ASSIGNED TASK: Copy everything in the interview below from "How did you" down to "It just was.", word for word.

── QUOTED PASSAGE ──

Let’s start with the very first sentence in this terrific book: “When I was 28 years old, I boldly declared myself lesbian.” Did you feel heroic in doing so? I felt I was simply telling the truth.
How did you get to that point? I was in graduate school and cared deeply about relationships. I even authored at least one article on the subject of morality and moral living. I was steeped in worldviews that buttressed a sense of equality and the high value of personal experience. I had wonderful relationships with many of my female colleagues—deeper, resonating relationships. For me, coming out as a lesbian, was the same way I might come out as someone who loves her dog or feeds her cat in the morning. It was bold in that it provided an edge for me in the world, but I like edges. It didn’t seem spectacular. It didn’t seem very extraordinary. It just was.
At age 36 and well-established at Syracuse, you wrote a critique of the Promise Keepers movement in the local newspaper and received lots of letters. You had a tray for fan mail and a tray for hate mail, but you didn’t know where to put a letter from a pastor, Ken Smith, because it wasn’t nasty, just questioning. I couldn’t dispose of this letter. I tried to, but at the end of the day I would fish it out of the recycling bin and put it back on my desk. It had some questions that no one had ever asked me in my life. At the end of the letter the pastor asked me, please, to give him a call. The title of the church was Syracuse Reformed Presbyterian Church, and I assumed reformed meant enlightened. An anthropologist colleague of mine said a meeting would be “GOOD FOR YOUR RESEARCH! Call him back!” So I did.
What were some of the questions no one had asked you? One had to do with the nature of the Bible as a library, not just a book, that it contained every genre I used to teach from. He asked questions about my well-being. He asked, do I believe in God, and if so, what do I think He thinks of all this? He wrote in such a gracious way, and I was intrigued by it.

───
── MATERIAL SUPPLIED ──

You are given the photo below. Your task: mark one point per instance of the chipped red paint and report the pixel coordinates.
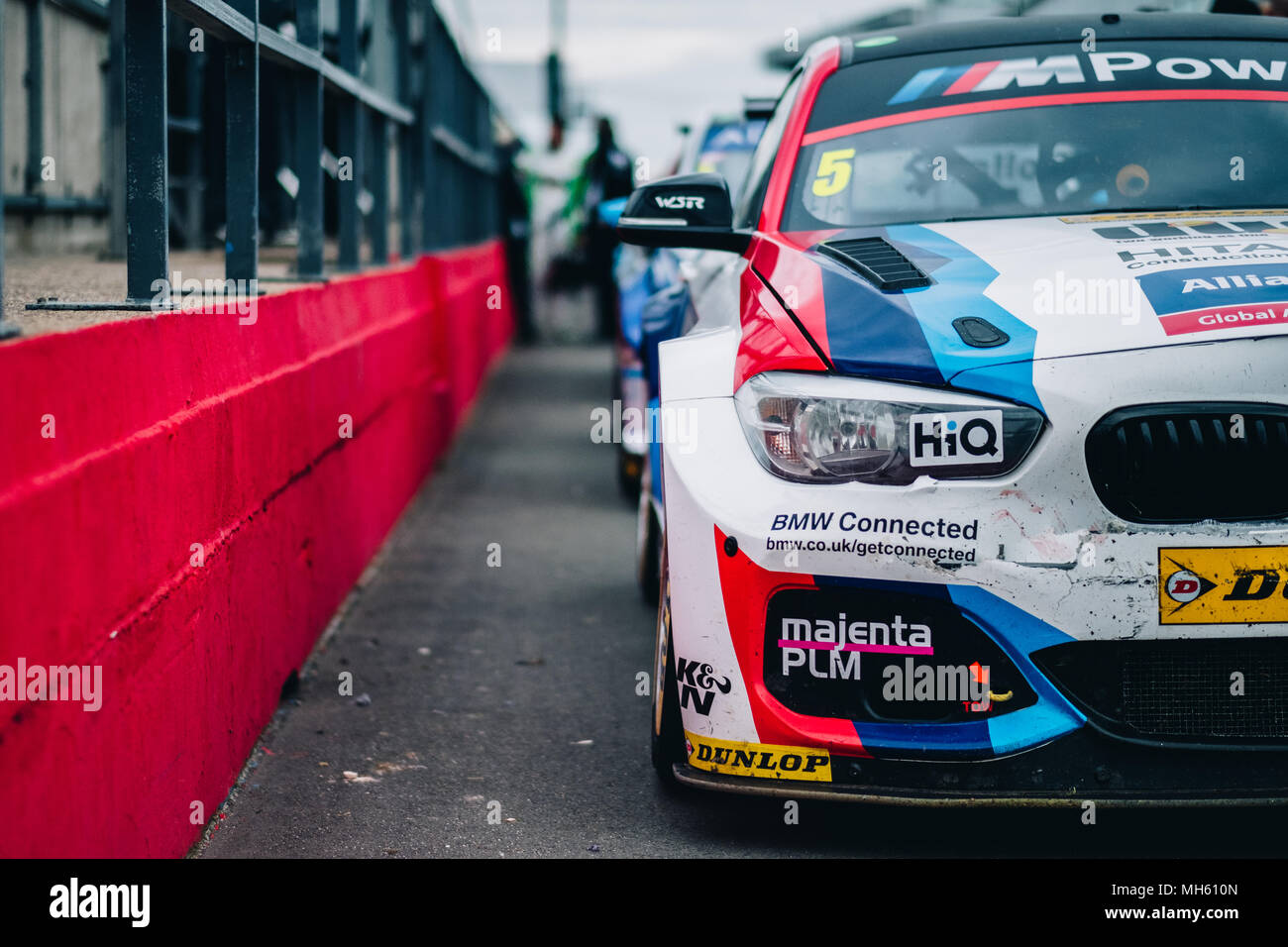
(769, 337)
(185, 429)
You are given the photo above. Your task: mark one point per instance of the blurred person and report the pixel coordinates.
(515, 234)
(605, 174)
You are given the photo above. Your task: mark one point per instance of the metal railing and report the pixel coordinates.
(446, 165)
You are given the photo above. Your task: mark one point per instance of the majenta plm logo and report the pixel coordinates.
(825, 648)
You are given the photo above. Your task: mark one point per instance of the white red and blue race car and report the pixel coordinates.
(974, 446)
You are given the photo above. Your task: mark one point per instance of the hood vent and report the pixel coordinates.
(876, 261)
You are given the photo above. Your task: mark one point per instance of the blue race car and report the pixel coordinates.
(653, 289)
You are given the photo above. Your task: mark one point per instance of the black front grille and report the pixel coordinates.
(879, 262)
(1189, 463)
(1181, 690)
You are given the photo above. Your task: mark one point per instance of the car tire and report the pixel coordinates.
(668, 728)
(648, 551)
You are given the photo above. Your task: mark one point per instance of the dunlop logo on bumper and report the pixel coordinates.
(759, 759)
(1223, 585)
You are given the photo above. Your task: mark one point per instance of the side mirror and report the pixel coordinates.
(691, 210)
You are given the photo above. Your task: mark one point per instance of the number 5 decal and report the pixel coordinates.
(833, 171)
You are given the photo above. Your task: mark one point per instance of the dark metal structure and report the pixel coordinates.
(441, 119)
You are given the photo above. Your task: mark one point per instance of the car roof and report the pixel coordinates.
(1014, 31)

───

ANSWER TO THE EXERCISE:
How did you get to that point? I was in graduate school and cared deeply about relationships. I even authored at least one article on the subject of morality and moral living. I was steeped in worldviews that buttressed a sense of equality and the high value of personal experience. I had wonderful relationships with many of my female colleagues—deeper, resonating relationships. For me, coming out as a lesbian, was the same way I might come out as someone who loves her dog or feeds her cat in the morning. It was bold in that it provided an edge for me in the world, but I like edges. It didn’t seem spectacular. It didn’t seem very extraordinary. It just was.